Exercise instructions: Reproduce the records without their pictures, keeping every word as it is.

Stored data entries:
--
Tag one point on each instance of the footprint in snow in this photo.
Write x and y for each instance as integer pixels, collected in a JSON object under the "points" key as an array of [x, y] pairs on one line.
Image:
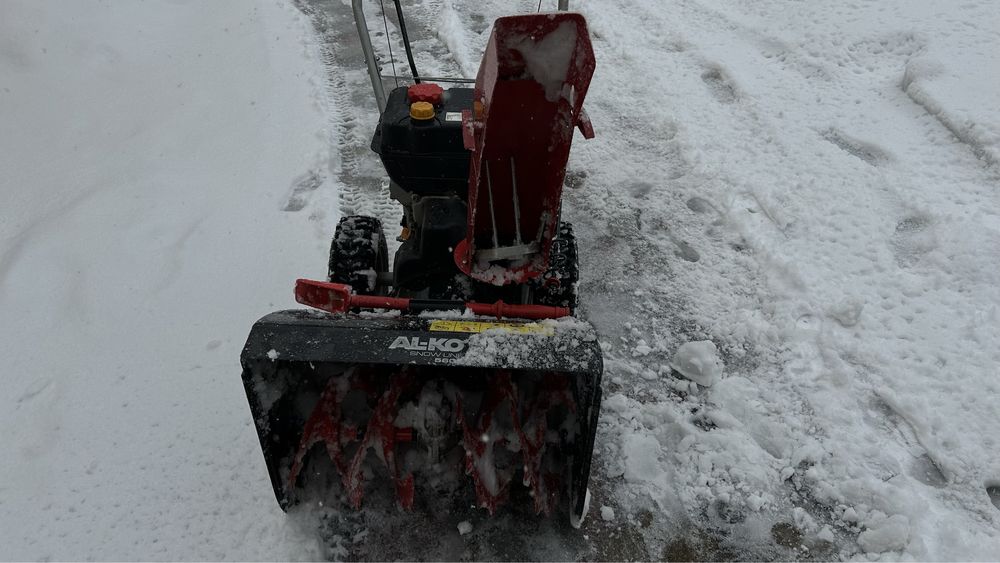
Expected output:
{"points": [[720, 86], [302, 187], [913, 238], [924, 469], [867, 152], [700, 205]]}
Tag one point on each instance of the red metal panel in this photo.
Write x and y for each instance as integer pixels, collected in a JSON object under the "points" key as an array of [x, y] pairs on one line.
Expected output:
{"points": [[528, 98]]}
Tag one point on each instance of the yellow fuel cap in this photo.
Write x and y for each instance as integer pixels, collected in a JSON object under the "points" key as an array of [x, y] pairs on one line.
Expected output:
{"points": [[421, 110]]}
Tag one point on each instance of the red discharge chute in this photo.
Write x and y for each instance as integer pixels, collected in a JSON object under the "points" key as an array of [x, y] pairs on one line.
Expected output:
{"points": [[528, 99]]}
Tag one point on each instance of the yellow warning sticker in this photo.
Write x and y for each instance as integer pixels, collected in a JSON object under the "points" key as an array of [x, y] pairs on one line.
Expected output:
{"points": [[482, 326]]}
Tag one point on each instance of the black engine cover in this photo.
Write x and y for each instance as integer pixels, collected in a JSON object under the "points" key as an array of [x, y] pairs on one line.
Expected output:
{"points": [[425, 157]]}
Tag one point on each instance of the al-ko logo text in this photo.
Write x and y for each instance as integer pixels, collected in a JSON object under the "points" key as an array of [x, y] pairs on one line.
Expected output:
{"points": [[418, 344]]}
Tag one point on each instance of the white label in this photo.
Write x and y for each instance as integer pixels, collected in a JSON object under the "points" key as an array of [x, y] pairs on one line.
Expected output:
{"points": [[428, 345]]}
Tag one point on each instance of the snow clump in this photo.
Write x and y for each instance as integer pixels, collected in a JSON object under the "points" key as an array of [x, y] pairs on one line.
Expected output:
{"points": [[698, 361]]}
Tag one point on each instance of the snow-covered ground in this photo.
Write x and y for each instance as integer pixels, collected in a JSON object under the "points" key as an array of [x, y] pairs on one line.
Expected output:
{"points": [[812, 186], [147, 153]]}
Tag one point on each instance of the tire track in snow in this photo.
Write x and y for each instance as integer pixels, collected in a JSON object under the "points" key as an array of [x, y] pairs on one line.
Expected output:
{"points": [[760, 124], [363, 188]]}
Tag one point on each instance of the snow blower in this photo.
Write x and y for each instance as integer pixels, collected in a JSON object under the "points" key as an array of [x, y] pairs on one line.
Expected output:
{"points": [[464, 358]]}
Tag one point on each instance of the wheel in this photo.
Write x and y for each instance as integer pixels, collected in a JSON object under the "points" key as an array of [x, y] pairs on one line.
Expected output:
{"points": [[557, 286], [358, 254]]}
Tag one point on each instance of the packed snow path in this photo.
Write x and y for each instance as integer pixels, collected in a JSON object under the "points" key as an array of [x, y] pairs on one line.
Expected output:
--
Worked solution:
Tag one point on each instance of the footprint in snow in this photo.
Write x and y for each instance as integer pixels, collected in a JSON object under the "points" key as an array of [x, y] pairs on one line.
Image:
Expected output:
{"points": [[720, 86], [302, 187], [913, 238], [924, 469], [867, 152], [700, 205]]}
Tag one point on each instance of the red metal panel in this photo.
Write x and y for each instance as integer pixels, collected in a JSON object under the "points" key as an array of [x, y] pairs on one line.
Expected output:
{"points": [[528, 98]]}
Tag one point on each instance of the yellow fuel cap in this photo.
Write x and y for each instance as integer pixels, collected in a JSON object under the "points" key as an array of [x, y] pairs on one line.
Expected output:
{"points": [[421, 110]]}
Tag one point on each instance of the red discharge chute in this photo.
Write x and y for each instance as integer pixels, collected in a JSON object under the "points" key as an array of [x, y] pairs on one line.
Expected output:
{"points": [[528, 99]]}
Tag one point on each instance of the yellow warning sticker in this photo.
Write x and y for each instance as integer pixels, collected in a JSON object under the "points" key as an array of [x, y] pairs on one line.
Expected output:
{"points": [[482, 326]]}
Tag one point on each instance of the black engine cover in this photo.
Write x and y for each instance as integer pixels, collected in a JSON object under the "points" key as an array of [x, y] pairs on one line.
Expected output:
{"points": [[425, 157]]}
Tag one point on each instance of the al-ko logo text in this photo.
Write x and y for each instance as integer pixels, collected in a JSON object under the "points" key as an array of [x, y] pairs on one line.
Expected output:
{"points": [[418, 344]]}
Tag one point on each instance of the white label in this photo.
Write x and y for each instance as integer pixels, collected in a JSON object under the "points" key as an array of [x, y] pairs on one line.
Expected output:
{"points": [[428, 345]]}
Tag one point on each instance of the snow clump in this photo.
Write x and y for each instance as integer pixels, collected in a JSON object under the "points" key as an array of [x, y] pairs on one line.
Expected output:
{"points": [[698, 361]]}
Tag one point on each instance of the snow-covered ground in this photo.
Write x and y for each instance as integer pixels, collected in a JSON object under the "points" key as an array of [x, y] pairs on one line.
Expected output:
{"points": [[812, 186], [147, 153]]}
Tag one point on each instance of the tire track in snow in this photo.
Write x and y for each instance as integer pixels, collected in a JSON object under the "points" key as an array of [x, y] pairs on one line.
Expected output:
{"points": [[760, 124], [363, 188]]}
Tag one point on each instance of the snow blower in this photo.
Write x and y for each instance as integer pixels, collected in a JSON object under the "points" key as an array of [x, y] pairs on one line.
Expected output:
{"points": [[464, 358]]}
Tag one point on each instance of the wheel in this photo.
Write x and y for each instance as integer pixels, collected in a JSON object under the "points" key as an array of [x, y] pairs on one line.
Expected output:
{"points": [[557, 286], [358, 254]]}
Tag one point on each instance of the packed snow path in this photo.
Write x and y for each instance as integer pixels, collected in a JSON object under the "points" key as an array of [x, y] pairs on one line.
Expected output:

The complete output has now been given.